== Work request ==
Restate the opening lines of the material below word for word, stopping after the line that contains "Every instance of the woman's left".

START Supplied information

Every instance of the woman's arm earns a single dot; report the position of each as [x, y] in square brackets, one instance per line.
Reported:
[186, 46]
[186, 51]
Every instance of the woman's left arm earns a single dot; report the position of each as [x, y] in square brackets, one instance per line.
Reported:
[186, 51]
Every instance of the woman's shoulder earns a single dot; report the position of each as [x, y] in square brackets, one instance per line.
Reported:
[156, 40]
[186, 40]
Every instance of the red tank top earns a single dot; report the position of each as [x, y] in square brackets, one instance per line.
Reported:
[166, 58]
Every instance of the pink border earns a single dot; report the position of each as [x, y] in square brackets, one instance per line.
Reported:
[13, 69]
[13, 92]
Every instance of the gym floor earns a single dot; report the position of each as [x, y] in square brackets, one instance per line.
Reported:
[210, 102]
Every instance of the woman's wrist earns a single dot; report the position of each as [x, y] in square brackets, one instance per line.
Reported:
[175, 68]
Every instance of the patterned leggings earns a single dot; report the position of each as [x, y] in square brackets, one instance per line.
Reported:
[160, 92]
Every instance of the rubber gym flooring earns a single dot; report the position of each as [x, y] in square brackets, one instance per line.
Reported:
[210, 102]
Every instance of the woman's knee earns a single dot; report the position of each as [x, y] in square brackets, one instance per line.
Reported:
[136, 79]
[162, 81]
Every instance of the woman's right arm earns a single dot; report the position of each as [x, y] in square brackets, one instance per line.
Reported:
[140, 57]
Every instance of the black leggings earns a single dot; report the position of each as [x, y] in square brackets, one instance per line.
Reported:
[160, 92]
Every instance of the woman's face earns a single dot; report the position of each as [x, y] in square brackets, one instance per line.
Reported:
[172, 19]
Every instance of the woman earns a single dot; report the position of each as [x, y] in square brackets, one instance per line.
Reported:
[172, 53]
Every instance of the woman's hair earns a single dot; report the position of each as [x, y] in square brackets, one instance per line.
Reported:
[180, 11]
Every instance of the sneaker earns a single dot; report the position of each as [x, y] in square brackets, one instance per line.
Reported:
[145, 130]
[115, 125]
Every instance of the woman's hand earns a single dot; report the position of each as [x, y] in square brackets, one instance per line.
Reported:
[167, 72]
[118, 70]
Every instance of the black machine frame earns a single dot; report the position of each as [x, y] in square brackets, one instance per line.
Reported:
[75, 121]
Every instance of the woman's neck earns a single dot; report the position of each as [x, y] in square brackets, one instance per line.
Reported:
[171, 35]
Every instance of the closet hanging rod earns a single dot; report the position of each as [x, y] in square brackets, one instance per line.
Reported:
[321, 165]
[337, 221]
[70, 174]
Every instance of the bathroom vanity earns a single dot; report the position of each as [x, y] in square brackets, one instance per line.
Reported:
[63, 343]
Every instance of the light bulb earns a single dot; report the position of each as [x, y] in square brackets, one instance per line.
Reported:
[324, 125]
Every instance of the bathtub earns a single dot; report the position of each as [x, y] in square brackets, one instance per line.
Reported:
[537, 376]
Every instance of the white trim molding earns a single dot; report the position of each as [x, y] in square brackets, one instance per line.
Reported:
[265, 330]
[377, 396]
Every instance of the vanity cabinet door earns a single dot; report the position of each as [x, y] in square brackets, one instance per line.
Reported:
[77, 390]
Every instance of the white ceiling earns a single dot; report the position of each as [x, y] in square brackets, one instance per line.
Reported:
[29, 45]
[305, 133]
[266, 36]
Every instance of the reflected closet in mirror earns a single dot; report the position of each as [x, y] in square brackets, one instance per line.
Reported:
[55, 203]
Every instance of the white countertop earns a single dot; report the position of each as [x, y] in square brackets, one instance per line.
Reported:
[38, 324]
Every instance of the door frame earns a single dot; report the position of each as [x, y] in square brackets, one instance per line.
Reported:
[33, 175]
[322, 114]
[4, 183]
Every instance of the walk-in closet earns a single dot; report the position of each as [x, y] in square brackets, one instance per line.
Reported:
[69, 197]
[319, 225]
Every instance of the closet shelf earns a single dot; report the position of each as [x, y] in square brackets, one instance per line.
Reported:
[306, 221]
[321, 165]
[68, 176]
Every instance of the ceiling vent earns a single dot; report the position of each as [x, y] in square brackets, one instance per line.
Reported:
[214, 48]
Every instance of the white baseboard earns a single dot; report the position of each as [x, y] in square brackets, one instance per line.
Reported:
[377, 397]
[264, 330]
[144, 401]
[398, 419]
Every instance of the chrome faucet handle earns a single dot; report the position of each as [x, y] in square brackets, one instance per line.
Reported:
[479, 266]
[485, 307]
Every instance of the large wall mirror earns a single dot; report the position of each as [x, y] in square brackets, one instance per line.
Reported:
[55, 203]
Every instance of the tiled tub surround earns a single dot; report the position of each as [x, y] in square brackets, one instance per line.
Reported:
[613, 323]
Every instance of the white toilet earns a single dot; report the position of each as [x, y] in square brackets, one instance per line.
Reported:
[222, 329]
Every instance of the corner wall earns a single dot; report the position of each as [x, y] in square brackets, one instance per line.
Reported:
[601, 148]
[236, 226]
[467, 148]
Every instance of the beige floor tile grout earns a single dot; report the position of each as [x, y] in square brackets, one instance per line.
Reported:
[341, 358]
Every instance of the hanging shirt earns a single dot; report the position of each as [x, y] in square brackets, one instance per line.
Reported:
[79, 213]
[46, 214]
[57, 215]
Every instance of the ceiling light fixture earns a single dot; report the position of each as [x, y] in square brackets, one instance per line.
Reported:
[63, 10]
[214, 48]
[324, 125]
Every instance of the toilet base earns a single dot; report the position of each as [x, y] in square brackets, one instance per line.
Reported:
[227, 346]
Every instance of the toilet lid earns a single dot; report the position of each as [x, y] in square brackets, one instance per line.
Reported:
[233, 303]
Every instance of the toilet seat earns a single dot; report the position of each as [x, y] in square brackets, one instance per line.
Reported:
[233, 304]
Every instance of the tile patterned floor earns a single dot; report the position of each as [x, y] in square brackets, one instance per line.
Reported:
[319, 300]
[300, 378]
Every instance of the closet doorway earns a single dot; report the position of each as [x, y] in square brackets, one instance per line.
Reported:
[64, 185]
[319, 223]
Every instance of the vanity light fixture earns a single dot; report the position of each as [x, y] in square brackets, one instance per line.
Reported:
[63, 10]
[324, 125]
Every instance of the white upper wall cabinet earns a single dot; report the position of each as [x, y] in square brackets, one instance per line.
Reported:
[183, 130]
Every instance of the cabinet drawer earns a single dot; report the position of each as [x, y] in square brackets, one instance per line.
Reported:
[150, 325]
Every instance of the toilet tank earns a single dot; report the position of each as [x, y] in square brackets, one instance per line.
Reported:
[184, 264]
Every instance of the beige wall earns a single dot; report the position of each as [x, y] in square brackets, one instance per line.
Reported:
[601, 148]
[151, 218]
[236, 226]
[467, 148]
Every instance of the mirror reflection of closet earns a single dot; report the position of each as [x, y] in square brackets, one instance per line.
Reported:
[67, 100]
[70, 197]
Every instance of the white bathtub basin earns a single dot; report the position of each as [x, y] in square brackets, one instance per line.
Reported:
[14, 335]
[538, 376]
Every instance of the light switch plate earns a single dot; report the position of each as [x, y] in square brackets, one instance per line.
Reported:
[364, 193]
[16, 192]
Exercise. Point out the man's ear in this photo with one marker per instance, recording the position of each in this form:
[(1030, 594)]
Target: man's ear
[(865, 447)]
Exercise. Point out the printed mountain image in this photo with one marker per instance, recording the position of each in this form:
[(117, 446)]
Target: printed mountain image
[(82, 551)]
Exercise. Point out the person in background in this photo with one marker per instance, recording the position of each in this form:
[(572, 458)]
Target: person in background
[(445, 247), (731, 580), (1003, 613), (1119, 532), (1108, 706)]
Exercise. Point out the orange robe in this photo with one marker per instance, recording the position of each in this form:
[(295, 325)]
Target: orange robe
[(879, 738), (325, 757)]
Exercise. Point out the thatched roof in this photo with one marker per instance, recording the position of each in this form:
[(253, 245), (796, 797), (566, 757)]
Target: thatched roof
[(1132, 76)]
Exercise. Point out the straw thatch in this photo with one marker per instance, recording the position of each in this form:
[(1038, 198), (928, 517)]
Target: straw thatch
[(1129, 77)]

END Supplied information

== Worked solution ==
Every instance of the woman's arm earns a single dot; report the position of each as [x, y] in square brackets, one instance per line.
Reported:
[186, 46]
[186, 51]
Every instance of the woman's left arm earns a single dot; report the position of each as [x, y] in square brackets, one instance per line.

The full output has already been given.